## START DATA SHOWN
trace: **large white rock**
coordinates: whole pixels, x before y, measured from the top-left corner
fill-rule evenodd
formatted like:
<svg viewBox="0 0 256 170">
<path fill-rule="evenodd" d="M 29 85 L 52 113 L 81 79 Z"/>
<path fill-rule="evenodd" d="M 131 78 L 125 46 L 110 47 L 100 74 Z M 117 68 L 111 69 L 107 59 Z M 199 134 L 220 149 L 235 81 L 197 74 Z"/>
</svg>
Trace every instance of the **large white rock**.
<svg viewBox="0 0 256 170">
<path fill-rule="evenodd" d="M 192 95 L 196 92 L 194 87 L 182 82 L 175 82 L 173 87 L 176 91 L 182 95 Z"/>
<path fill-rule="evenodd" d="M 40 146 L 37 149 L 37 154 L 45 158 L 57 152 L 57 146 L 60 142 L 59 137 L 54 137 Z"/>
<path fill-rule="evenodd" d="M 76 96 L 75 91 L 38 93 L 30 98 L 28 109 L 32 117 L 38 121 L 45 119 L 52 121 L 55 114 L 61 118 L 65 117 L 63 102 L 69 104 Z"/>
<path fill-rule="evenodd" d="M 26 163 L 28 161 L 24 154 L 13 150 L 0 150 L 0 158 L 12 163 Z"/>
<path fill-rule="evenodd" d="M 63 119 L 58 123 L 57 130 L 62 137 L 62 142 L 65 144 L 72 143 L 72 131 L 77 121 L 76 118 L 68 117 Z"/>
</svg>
## END DATA SHOWN
- **YOUR INSTRUCTIONS**: Reproduce the material above in full, but switch "large white rock" to "pale granite boulder" wherever it occurs and leave everything else as it is.

- **OUTPUT OF THE EXERCISE**:
trace: **pale granite boulder**
coordinates: whole pixels, x before y, measured from the top-left corner
fill-rule evenodd
formatted like:
<svg viewBox="0 0 256 170">
<path fill-rule="evenodd" d="M 29 85 L 52 113 L 81 79 Z"/>
<path fill-rule="evenodd" d="M 131 78 L 125 46 L 110 47 L 100 74 Z M 117 68 L 111 69 L 107 59 Z M 199 134 L 220 149 L 235 81 L 197 74 Z"/>
</svg>
Trace every instance of the **pale granite boulder**.
<svg viewBox="0 0 256 170">
<path fill-rule="evenodd" d="M 192 95 L 196 92 L 194 87 L 182 82 L 175 82 L 173 87 L 176 91 L 182 95 Z"/>
<path fill-rule="evenodd" d="M 40 146 L 37 149 L 37 154 L 45 158 L 57 152 L 57 146 L 60 142 L 59 137 L 54 137 Z"/>
<path fill-rule="evenodd" d="M 76 96 L 75 91 L 38 93 L 30 98 L 28 109 L 32 117 L 38 121 L 45 119 L 52 121 L 55 114 L 61 118 L 65 117 L 63 102 L 69 104 Z"/>
<path fill-rule="evenodd" d="M 26 163 L 28 161 L 24 154 L 13 150 L 0 150 L 0 158 L 12 163 Z"/>
<path fill-rule="evenodd" d="M 63 119 L 58 123 L 57 130 L 62 137 L 62 142 L 65 144 L 72 143 L 72 131 L 77 121 L 76 118 L 68 117 Z"/>
</svg>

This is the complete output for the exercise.